━━━ Material for this task ━━━
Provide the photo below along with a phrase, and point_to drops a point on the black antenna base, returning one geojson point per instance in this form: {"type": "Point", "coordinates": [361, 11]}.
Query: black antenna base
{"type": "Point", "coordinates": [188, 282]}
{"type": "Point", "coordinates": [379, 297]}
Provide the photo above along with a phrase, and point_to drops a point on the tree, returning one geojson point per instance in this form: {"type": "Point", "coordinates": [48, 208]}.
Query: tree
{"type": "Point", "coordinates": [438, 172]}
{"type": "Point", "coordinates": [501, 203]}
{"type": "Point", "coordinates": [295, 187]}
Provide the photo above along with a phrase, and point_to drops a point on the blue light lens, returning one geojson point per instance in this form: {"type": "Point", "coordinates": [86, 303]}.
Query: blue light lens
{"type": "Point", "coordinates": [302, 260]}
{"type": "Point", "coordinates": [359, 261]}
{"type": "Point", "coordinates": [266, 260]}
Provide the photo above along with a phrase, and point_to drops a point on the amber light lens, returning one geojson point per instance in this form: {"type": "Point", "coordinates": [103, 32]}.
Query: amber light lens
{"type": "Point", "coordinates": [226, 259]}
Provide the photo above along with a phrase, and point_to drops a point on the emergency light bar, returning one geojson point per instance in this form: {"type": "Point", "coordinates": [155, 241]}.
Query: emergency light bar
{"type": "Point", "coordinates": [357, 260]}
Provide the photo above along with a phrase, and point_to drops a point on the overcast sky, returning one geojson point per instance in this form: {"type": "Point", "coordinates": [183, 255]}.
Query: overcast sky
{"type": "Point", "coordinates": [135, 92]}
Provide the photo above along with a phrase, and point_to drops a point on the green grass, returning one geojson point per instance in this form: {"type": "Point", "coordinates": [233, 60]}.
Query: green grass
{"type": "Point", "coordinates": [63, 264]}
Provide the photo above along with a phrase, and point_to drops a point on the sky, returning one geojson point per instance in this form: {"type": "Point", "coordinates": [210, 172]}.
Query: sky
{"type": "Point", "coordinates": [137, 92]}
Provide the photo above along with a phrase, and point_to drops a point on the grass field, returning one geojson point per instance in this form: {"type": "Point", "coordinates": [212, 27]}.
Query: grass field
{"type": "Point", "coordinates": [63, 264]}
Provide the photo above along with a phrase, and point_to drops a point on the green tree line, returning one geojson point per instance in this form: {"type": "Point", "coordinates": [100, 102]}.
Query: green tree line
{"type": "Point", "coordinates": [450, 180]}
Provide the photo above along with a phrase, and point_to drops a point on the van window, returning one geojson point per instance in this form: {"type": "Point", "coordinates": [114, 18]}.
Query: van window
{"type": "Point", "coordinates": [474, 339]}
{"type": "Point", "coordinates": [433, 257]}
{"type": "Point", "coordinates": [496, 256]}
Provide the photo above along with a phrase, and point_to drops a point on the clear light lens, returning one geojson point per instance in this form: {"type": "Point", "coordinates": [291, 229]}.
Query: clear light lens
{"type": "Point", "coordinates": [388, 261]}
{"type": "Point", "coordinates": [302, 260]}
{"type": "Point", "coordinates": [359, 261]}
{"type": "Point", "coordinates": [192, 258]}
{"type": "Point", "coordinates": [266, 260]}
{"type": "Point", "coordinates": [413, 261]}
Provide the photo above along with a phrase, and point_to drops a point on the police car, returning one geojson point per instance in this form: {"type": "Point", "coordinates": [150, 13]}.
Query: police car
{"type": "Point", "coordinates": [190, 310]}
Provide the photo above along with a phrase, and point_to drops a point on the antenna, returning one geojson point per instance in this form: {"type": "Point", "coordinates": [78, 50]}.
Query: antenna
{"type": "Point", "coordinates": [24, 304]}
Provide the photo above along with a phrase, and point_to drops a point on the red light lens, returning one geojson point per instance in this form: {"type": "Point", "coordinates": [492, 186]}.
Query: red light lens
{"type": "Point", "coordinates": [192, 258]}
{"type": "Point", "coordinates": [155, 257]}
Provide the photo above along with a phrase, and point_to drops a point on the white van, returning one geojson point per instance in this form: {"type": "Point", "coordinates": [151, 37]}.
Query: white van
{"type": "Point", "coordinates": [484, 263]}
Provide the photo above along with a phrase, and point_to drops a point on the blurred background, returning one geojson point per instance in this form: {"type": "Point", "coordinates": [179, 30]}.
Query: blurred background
━━━
» Assignment
Each entry needs to be given again exactly as it stands.

» Task response
Provide the photo below along with a phrase, and point_to drops a point on the black antenna base, returning one geojson point per instance in this form: {"type": "Point", "coordinates": [361, 11]}.
Query: black antenna base
{"type": "Point", "coordinates": [188, 282]}
{"type": "Point", "coordinates": [379, 297]}
Provide the photo above along with a phrase, and point_to drops a point on the tree, returning one geojson point per instance in this form: {"type": "Point", "coordinates": [48, 208]}.
Query: tree
{"type": "Point", "coordinates": [438, 172]}
{"type": "Point", "coordinates": [501, 203]}
{"type": "Point", "coordinates": [295, 187]}
Provide the photo above along with a phrase, and point_to drops a point on the blue light lens, returning one geojson point per instance in this form: {"type": "Point", "coordinates": [86, 303]}.
Query: blue light lens
{"type": "Point", "coordinates": [302, 260]}
{"type": "Point", "coordinates": [359, 261]}
{"type": "Point", "coordinates": [266, 260]}
Provide the photo above along with a phrase, and point_to drops a point on the amber light lens, returning one geojson point per instance in this form: {"type": "Point", "coordinates": [103, 32]}.
Query: amber light lens
{"type": "Point", "coordinates": [226, 259]}
Provide the photo above along with a phrase, and point_to drops a point on the emergency light bar, returning one geojson point per instance in this form: {"type": "Point", "coordinates": [155, 241]}.
Query: emergency light bar
{"type": "Point", "coordinates": [357, 260]}
Provide the photo above along with a phrase, and point_to drops a point on the overcast sky, returning one geojson point per instance in this form: {"type": "Point", "coordinates": [183, 255]}.
Query: overcast sky
{"type": "Point", "coordinates": [135, 92]}
Provide the photo above along with a phrase, and point_to drops a point on the green grass, returning one geojson point per instance in this form: {"type": "Point", "coordinates": [233, 60]}.
Query: green grass
{"type": "Point", "coordinates": [63, 264]}
Provide the photo above along with a phrase, and point_to drops a point on the sky, returning one geojson point per instance in this form: {"type": "Point", "coordinates": [210, 172]}.
Query: sky
{"type": "Point", "coordinates": [137, 92]}
Provide the photo above along with a phrase, and point_to drops a point on the grass field, returning one geojson point per instance in this form: {"type": "Point", "coordinates": [212, 27]}.
Query: grass field
{"type": "Point", "coordinates": [63, 264]}
Provide the photo above along with a phrase, and point_to drops a point on the green tree line, returning one geojson point per instance in this form: {"type": "Point", "coordinates": [100, 102]}.
Query: green tree line
{"type": "Point", "coordinates": [450, 180]}
Provide the photo above along with a phrase, and point_to drops a point on the van window, returning one geojson point per instance in this form: {"type": "Point", "coordinates": [114, 18]}.
Query: van window
{"type": "Point", "coordinates": [474, 339]}
{"type": "Point", "coordinates": [433, 257]}
{"type": "Point", "coordinates": [496, 256]}
Provide the photo above along with a phrase, and point_to drops a point on the clear light lens, returning one geojson point per instance in this form: {"type": "Point", "coordinates": [291, 229]}.
Query: clear light lens
{"type": "Point", "coordinates": [388, 261]}
{"type": "Point", "coordinates": [302, 260]}
{"type": "Point", "coordinates": [359, 261]}
{"type": "Point", "coordinates": [192, 258]}
{"type": "Point", "coordinates": [266, 260]}
{"type": "Point", "coordinates": [413, 261]}
Provide the photo above along with a phrase, and point_to drops a point on the police car, returning one geojson point per instance in this form: {"type": "Point", "coordinates": [150, 13]}.
Query: police car
{"type": "Point", "coordinates": [190, 310]}
Provide the photo above along with a phrase, and point_to drops a point on the antenna, returning one geojson point per instance in this form: {"type": "Point", "coordinates": [78, 50]}.
Query: antenna
{"type": "Point", "coordinates": [24, 304]}
Provide the photo above along with a phrase, and point_to drops a point on the red light lens, returning one geojson point per instance in this form: {"type": "Point", "coordinates": [492, 186]}.
Query: red light lens
{"type": "Point", "coordinates": [192, 258]}
{"type": "Point", "coordinates": [155, 257]}
Provide the photo above along with a phrase, and point_to drops a point on the white van, returning one geojson point per instance in this form: {"type": "Point", "coordinates": [151, 37]}.
Query: white van
{"type": "Point", "coordinates": [484, 263]}
Provide the photo above along with a phrase, and point_to drops a point on the blurred background, returning one geojson point per instance in this form: {"type": "Point", "coordinates": [179, 30]}.
Query: blurred background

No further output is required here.